- [Aim]
Write out, please, the line containing "for every instance of the red" together with all lines after it, up to and including the last one, with no other output.

- [Provided entries]
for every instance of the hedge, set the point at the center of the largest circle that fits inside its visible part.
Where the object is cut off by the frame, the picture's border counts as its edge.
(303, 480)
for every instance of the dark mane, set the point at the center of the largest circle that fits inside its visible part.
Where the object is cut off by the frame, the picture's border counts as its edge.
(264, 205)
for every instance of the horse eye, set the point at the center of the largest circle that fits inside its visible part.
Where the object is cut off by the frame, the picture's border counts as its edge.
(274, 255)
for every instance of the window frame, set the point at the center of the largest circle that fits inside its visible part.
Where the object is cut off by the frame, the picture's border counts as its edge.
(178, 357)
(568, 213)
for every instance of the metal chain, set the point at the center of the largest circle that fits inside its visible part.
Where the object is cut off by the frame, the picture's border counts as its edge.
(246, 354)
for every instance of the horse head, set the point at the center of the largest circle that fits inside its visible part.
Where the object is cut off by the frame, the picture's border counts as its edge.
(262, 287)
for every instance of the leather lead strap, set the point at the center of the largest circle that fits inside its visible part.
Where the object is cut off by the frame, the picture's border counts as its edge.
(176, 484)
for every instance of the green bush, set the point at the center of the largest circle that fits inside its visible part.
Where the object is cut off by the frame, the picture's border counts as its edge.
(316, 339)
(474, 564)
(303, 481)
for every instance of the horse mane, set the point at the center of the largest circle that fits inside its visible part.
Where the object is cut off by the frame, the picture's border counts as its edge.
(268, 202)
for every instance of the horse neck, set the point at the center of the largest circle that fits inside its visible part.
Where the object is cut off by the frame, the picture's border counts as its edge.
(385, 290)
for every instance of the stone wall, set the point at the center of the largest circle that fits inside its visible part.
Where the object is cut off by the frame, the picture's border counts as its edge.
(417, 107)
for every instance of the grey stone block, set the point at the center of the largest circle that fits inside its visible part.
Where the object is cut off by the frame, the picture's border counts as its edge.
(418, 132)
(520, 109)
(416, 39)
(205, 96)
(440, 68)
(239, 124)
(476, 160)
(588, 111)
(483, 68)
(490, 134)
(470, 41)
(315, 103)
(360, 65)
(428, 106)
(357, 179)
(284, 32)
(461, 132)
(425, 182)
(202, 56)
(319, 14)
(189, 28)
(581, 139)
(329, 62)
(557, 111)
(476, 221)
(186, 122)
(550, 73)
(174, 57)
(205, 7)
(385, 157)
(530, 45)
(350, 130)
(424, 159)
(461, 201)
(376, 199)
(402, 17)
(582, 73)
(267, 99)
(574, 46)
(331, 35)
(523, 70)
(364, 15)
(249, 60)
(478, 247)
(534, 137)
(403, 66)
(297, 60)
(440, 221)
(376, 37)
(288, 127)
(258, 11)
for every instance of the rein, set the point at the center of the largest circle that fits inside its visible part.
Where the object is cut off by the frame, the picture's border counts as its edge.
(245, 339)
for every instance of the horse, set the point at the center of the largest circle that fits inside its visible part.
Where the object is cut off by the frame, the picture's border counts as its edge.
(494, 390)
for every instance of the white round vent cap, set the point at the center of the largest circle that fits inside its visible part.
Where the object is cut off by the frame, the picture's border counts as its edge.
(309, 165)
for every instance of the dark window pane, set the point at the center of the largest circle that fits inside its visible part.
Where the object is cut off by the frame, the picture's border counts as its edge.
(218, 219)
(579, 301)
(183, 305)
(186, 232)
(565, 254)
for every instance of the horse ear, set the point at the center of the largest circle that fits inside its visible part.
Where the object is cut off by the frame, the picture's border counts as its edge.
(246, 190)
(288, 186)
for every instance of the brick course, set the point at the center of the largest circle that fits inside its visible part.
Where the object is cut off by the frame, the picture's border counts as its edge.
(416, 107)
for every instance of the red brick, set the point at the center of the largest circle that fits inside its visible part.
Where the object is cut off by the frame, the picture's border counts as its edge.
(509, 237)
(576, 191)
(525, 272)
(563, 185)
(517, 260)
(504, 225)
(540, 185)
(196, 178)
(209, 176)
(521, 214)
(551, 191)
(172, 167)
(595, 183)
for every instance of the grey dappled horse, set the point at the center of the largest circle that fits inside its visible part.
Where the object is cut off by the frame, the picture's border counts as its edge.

- [Result for this task]
for every instance of the red brick, set the point at the center of the largest circle that fits inside its visible part.
Where the object is cut off by the frame, the picture's border counts as its edge.
(509, 237)
(576, 191)
(525, 272)
(563, 185)
(517, 260)
(504, 225)
(540, 185)
(196, 178)
(209, 176)
(521, 214)
(551, 191)
(172, 167)
(595, 183)
for every instance of the grey dappled horse, set the point at the center of the largest circle that fits inside its visible part.
Where the object is cut off by the frame, the picture's border counts as its edge.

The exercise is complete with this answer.